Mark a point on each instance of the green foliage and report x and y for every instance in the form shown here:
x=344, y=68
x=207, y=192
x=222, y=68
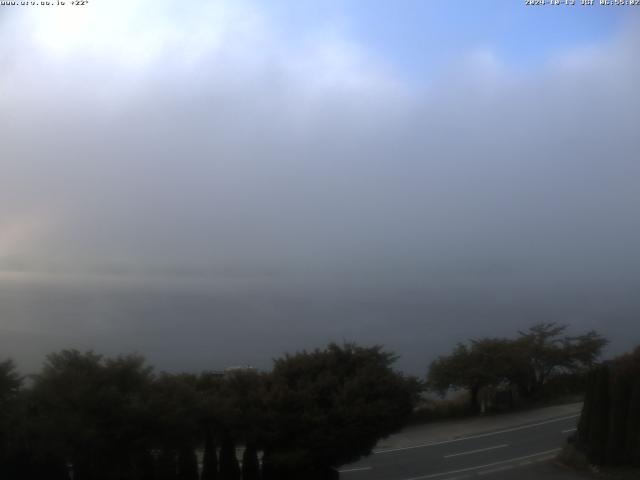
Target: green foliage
x=250, y=463
x=527, y=362
x=114, y=418
x=330, y=407
x=609, y=427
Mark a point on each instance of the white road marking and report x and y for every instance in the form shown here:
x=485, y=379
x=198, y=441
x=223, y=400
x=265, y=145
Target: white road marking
x=480, y=467
x=471, y=437
x=496, y=470
x=476, y=451
x=360, y=469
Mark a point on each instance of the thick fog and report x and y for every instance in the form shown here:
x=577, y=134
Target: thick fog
x=195, y=187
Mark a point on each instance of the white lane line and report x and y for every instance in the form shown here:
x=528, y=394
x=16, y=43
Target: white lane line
x=471, y=437
x=469, y=452
x=360, y=469
x=496, y=470
x=480, y=467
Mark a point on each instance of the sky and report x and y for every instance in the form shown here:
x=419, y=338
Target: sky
x=217, y=183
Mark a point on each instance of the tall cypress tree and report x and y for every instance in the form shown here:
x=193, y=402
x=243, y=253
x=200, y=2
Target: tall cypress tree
x=210, y=458
x=250, y=463
x=229, y=468
x=187, y=464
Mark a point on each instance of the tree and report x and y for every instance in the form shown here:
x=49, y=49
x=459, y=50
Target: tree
x=543, y=351
x=229, y=468
x=527, y=362
x=10, y=381
x=330, y=407
x=484, y=362
x=210, y=457
x=250, y=463
x=92, y=412
x=609, y=427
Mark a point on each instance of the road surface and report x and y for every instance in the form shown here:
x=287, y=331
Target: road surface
x=493, y=454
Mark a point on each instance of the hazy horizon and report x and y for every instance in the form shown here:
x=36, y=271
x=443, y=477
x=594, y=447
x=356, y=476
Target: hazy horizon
x=219, y=183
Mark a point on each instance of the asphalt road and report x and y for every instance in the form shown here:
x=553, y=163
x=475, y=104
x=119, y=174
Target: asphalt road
x=495, y=454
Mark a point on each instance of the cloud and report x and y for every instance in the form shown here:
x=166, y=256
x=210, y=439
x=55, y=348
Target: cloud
x=147, y=141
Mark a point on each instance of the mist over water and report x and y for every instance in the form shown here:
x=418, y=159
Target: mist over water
x=186, y=327
x=212, y=187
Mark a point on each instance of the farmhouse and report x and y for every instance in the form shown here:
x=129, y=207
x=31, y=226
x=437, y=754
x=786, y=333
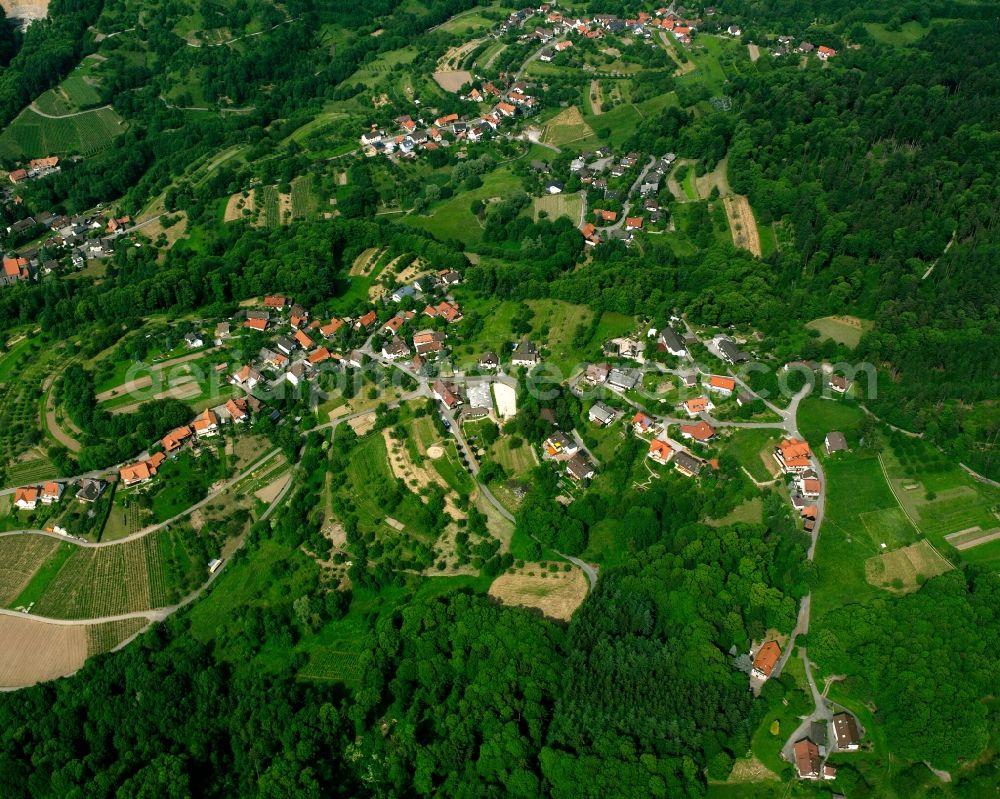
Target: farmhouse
x=792, y=455
x=206, y=424
x=447, y=393
x=525, y=354
x=835, y=442
x=840, y=384
x=90, y=490
x=26, y=498
x=395, y=349
x=845, y=730
x=807, y=762
x=721, y=385
x=601, y=413
x=698, y=405
x=175, y=439
x=141, y=471
x=687, y=464
x=559, y=444
x=641, y=423
x=660, y=451
x=580, y=468
x=766, y=659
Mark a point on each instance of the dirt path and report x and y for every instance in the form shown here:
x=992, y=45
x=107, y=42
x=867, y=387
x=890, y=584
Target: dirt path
x=595, y=97
x=742, y=223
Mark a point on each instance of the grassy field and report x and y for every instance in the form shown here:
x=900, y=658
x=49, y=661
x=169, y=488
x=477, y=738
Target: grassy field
x=21, y=556
x=34, y=136
x=452, y=219
x=846, y=330
x=556, y=205
x=817, y=417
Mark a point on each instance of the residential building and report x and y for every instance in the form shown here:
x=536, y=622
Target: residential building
x=26, y=498
x=766, y=659
x=721, y=385
x=687, y=464
x=90, y=490
x=447, y=393
x=51, y=492
x=702, y=431
x=525, y=354
x=807, y=760
x=673, y=343
x=792, y=455
x=660, y=451
x=845, y=730
x=730, y=352
x=206, y=423
x=601, y=413
x=580, y=468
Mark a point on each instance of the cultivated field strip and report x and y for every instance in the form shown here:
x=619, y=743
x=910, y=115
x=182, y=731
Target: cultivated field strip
x=20, y=557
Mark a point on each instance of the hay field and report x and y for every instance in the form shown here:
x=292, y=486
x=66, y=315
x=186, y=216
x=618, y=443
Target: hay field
x=556, y=594
x=899, y=569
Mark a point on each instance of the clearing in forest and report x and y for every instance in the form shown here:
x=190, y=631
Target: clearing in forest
x=556, y=594
x=904, y=570
x=567, y=126
x=846, y=330
x=742, y=223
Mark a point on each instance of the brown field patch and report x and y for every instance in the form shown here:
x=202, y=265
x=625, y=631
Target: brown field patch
x=742, y=223
x=452, y=80
x=236, y=206
x=35, y=651
x=363, y=424
x=904, y=565
x=567, y=126
x=270, y=492
x=556, y=594
x=417, y=477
====
Directions — Write the entries above out in full, exactly, with no images.

The completed task —
Mark a point on each instance of the green foliage and report x and y for every instance in the form shown here:
x=344, y=68
x=207, y=192
x=222, y=68
Target: green foliage
x=250, y=463
x=527, y=362
x=114, y=418
x=330, y=407
x=609, y=427
Mark a point on each instance of the white road marking and report x and y for every instance in the form shown here:
x=485, y=379
x=198, y=441
x=223, y=400
x=265, y=145
Target: white road marking
x=480, y=467
x=471, y=437
x=496, y=470
x=476, y=451
x=360, y=469
Mark a point on each instance of the thick fog and report x and y for every instance in the form shown here:
x=577, y=134
Target: thick fog
x=195, y=187
Mark a point on each instance of the white lane line and report x and y for every instance in the form shown here:
x=528, y=394
x=16, y=43
Target: white lane line
x=471, y=437
x=469, y=452
x=360, y=469
x=496, y=470
x=480, y=467
Mark a point on each instance of the sky and report x and y for every instance in the form shown here:
x=419, y=338
Target: sky
x=217, y=183
Mark a point on each instance of the tall cypress tree and report x and y for every instance in the form shown here:
x=193, y=402
x=243, y=253
x=200, y=2
Target: tall cypress tree
x=210, y=458
x=250, y=463
x=229, y=468
x=187, y=464
Mark a point on each instance of the tree and report x and y for every instance in the form shown here:
x=49, y=49
x=459, y=50
Target: tree
x=543, y=351
x=229, y=468
x=527, y=362
x=10, y=381
x=330, y=407
x=484, y=362
x=210, y=457
x=250, y=463
x=92, y=412
x=609, y=427
Mark a point on each instance of the road surface and report x and y for every instance in the form shown here:
x=287, y=331
Target: road surface
x=493, y=454
Mark a point on each instance of the hazy horizon and report x and y for every instance in the form shown here:
x=36, y=271
x=443, y=477
x=594, y=447
x=356, y=476
Target: hazy horizon
x=219, y=183
Mark a point on each instance of the asphalt road and report x and y for every instance in the form shown here:
x=553, y=163
x=475, y=104
x=119, y=174
Target: asphalt road
x=495, y=454
Mark a point on each instance of the cloud and report x and y for every instance in the form shown here:
x=166, y=256
x=210, y=439
x=55, y=348
Target: cloud
x=147, y=141
Mark a point on each instance of the mist over water and report x and y for every instance in the form shown here:
x=418, y=159
Target: mist over water
x=186, y=327
x=212, y=187
Mark a point on each instance of the farmhouse and report x and y for every instance in the form shown here:
x=129, y=207
x=31, y=226
x=437, y=754
x=786, y=333
Target: farmhouse
x=792, y=455
x=206, y=424
x=447, y=393
x=525, y=354
x=835, y=442
x=840, y=384
x=90, y=490
x=26, y=498
x=395, y=349
x=845, y=730
x=807, y=762
x=721, y=385
x=601, y=413
x=698, y=405
x=175, y=439
x=141, y=471
x=687, y=464
x=559, y=444
x=641, y=423
x=660, y=451
x=580, y=468
x=766, y=659
Mark a point on each instance of the dirt path and report x and y for every instance in the form shown here:
x=992, y=45
x=107, y=42
x=867, y=387
x=890, y=584
Target: dirt path
x=595, y=97
x=742, y=223
Mark a point on each instance of the grassy field and report x and y for every instance in the form shown here:
x=900, y=658
x=49, y=661
x=169, y=488
x=477, y=738
Target: grassy field
x=21, y=556
x=34, y=136
x=452, y=219
x=846, y=330
x=556, y=205
x=817, y=417
Mark a point on each instance of the residential building and report x and y for every instance in the form shown here:
x=536, y=622
Target: residential building
x=26, y=498
x=766, y=659
x=721, y=385
x=687, y=464
x=90, y=490
x=447, y=393
x=51, y=492
x=702, y=431
x=525, y=354
x=807, y=760
x=673, y=343
x=792, y=455
x=660, y=451
x=845, y=730
x=730, y=352
x=206, y=423
x=601, y=413
x=580, y=468
Mark a point on each instance of the cultivated field strip and report x and y for every instance in the form shown here:
x=619, y=743
x=910, y=115
x=182, y=731
Target: cultivated field strip
x=20, y=557
Mark a point on each instance of the hay field and report x and y for every instance in the form shown here:
x=292, y=486
x=66, y=315
x=186, y=216
x=618, y=443
Target: hay field
x=556, y=594
x=899, y=569
Mark a point on each instance of the clearing in forest and report x and y for every instance in the form shown here:
x=190, y=631
Target: clearing in forest
x=556, y=594
x=904, y=570
x=567, y=126
x=846, y=330
x=742, y=223
Mark a point on each instance of the brown field patch and report x and y for every instance in the form shown here:
x=202, y=265
x=625, y=631
Target: brown field patch
x=742, y=223
x=452, y=80
x=236, y=206
x=35, y=651
x=363, y=424
x=904, y=565
x=567, y=126
x=270, y=492
x=556, y=594
x=417, y=477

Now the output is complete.